> **Objective**: Give the lines again exactly, from the one holding "of the buddha's" to the last line of the listing below, both ends included and nothing added.

------ Data excerpts

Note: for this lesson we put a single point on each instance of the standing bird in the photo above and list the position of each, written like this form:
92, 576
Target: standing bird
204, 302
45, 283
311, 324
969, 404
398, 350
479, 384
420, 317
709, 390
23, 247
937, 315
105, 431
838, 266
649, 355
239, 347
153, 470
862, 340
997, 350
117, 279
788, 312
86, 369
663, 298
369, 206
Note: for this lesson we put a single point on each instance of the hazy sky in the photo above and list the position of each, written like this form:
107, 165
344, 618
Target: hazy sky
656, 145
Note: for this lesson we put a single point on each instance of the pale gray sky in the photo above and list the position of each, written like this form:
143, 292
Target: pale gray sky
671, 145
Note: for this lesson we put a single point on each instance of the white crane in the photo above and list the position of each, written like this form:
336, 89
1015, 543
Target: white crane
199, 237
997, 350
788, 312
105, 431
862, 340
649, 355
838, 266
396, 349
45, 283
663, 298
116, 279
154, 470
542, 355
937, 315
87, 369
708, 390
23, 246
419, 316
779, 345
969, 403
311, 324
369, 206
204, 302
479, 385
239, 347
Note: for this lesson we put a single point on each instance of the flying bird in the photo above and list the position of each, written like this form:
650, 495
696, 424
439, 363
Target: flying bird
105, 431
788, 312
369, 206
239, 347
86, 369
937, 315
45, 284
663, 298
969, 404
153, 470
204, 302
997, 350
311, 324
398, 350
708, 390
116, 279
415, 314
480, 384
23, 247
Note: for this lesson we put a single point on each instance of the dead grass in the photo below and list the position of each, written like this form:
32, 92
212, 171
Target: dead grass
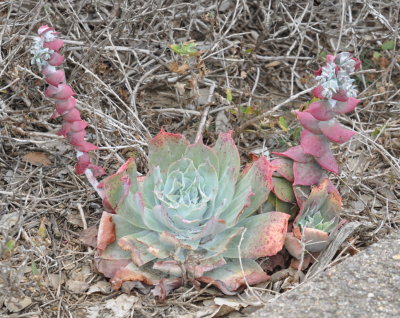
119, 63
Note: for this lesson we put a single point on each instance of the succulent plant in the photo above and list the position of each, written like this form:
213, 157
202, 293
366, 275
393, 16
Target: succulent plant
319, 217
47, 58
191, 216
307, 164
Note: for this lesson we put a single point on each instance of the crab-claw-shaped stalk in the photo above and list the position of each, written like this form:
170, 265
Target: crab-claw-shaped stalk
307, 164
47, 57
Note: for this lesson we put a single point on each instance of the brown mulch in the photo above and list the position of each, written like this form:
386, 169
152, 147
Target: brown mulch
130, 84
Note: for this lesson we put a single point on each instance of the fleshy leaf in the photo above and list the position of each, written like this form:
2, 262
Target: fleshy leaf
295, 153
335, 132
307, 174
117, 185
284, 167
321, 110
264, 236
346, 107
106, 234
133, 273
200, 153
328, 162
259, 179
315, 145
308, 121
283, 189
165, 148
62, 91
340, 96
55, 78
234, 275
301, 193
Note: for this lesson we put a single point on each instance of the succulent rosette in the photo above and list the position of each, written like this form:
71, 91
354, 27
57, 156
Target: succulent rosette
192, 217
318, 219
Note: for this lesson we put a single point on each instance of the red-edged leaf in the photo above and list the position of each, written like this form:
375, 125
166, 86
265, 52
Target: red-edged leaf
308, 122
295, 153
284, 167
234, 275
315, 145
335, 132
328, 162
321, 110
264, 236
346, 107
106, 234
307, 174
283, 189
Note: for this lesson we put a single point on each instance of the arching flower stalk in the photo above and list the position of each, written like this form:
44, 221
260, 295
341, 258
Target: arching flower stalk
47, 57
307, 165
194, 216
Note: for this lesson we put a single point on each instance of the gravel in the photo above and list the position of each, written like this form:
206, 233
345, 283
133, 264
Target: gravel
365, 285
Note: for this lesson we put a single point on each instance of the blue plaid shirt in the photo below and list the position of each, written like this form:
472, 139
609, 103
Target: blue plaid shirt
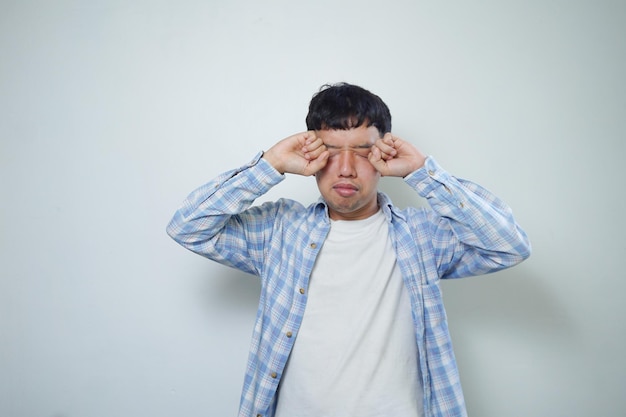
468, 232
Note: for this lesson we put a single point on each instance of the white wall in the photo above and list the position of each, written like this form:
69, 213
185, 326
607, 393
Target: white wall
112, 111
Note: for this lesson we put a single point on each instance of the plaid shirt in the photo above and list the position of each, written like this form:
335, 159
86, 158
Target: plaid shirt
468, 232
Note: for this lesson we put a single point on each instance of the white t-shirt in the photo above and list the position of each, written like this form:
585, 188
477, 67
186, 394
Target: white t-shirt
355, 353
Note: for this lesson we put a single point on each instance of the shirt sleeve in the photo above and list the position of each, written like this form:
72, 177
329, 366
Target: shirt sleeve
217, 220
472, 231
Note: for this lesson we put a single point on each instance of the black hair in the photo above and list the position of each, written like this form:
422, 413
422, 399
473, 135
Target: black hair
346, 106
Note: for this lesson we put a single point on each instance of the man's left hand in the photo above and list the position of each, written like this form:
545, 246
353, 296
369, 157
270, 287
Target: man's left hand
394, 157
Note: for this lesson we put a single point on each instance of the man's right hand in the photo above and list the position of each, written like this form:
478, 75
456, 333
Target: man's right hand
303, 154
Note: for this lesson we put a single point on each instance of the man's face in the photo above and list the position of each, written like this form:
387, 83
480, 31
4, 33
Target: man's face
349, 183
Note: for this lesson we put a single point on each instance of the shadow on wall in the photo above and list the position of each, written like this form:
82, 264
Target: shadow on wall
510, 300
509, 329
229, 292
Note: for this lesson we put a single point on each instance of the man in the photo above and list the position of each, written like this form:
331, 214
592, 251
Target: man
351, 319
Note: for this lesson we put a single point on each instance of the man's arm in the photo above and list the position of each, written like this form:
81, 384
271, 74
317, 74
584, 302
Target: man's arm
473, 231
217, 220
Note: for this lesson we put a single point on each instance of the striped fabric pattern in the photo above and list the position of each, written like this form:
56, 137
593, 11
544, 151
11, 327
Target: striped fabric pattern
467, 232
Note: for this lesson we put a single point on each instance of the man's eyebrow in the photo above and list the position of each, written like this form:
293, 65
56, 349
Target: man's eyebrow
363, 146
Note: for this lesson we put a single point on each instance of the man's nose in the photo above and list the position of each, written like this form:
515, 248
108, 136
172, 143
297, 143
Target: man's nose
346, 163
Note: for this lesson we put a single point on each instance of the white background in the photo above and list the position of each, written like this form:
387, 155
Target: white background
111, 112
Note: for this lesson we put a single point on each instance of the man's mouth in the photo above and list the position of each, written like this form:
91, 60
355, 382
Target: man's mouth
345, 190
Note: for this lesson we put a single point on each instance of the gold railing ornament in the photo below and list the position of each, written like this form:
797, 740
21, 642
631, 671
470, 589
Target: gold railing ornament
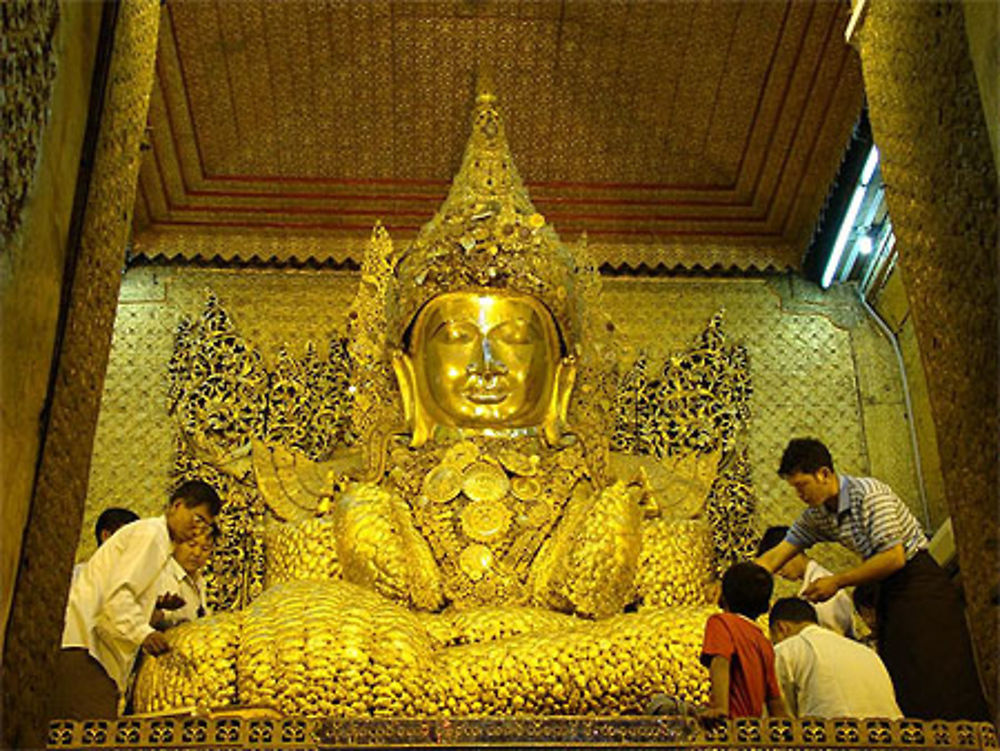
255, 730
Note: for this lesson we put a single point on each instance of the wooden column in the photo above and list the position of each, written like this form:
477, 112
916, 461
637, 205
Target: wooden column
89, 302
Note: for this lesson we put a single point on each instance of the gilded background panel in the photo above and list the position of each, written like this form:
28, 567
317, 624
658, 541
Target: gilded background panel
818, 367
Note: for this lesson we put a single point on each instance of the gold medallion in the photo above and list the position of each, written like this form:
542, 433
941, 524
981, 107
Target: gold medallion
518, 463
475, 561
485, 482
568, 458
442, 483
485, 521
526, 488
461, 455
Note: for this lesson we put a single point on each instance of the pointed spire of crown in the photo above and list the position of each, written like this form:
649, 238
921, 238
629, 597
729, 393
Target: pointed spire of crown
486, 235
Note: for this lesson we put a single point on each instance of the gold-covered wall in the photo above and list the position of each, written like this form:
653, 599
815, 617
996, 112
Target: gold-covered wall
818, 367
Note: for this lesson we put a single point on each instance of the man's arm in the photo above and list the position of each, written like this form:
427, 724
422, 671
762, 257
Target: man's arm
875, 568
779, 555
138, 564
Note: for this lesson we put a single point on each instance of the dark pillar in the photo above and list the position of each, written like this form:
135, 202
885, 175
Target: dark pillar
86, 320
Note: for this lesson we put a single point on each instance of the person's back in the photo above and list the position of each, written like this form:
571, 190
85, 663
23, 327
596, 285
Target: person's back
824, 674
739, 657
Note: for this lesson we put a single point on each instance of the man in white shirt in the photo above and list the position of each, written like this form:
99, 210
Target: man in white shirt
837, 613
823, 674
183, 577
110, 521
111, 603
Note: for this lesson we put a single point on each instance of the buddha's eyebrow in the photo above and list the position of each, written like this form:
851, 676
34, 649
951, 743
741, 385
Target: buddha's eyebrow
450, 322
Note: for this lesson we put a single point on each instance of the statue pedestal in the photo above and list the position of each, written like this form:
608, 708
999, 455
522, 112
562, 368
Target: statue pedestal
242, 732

------------

> **The output**:
Note: for this lesson we put a single point on each instance of the buddha's eyebrow in the photo above and list the position of each, written like this form:
851, 676
34, 649
951, 743
741, 385
Target: buddha's eyebrow
450, 322
Note: for this lesson we put a single point on each instance of the statue pedestal in the photo above and list the position of each, written like this form:
608, 708
999, 455
522, 112
562, 368
Target: statue pedestal
242, 732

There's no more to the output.